*Exercise*
Your response should consist of every record, exactly as given.

*Records for this task*
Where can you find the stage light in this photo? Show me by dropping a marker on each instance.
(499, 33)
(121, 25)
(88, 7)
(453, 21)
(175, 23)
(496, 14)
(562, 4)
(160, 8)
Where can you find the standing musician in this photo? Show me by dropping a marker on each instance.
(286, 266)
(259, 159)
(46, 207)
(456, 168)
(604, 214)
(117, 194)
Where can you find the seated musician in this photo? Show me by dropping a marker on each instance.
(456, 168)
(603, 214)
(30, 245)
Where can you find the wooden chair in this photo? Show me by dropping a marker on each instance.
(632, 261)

*Answer to this exercise*
Where can you find the stage light in this photo? Show me by dropping a marker on each instance.
(499, 33)
(121, 25)
(88, 7)
(453, 21)
(175, 23)
(496, 14)
(562, 4)
(160, 8)
Where can you find the standing musician in this photo? Show me by dropping a marker on each instance.
(286, 266)
(259, 159)
(46, 207)
(456, 168)
(604, 214)
(117, 194)
Where can you find the seated musician in this photo? Show me by dropping a marker on each instance.
(456, 168)
(603, 214)
(30, 245)
Where can you find the wooden chair in this photo? Show me by dropping a marker on each instance.
(632, 261)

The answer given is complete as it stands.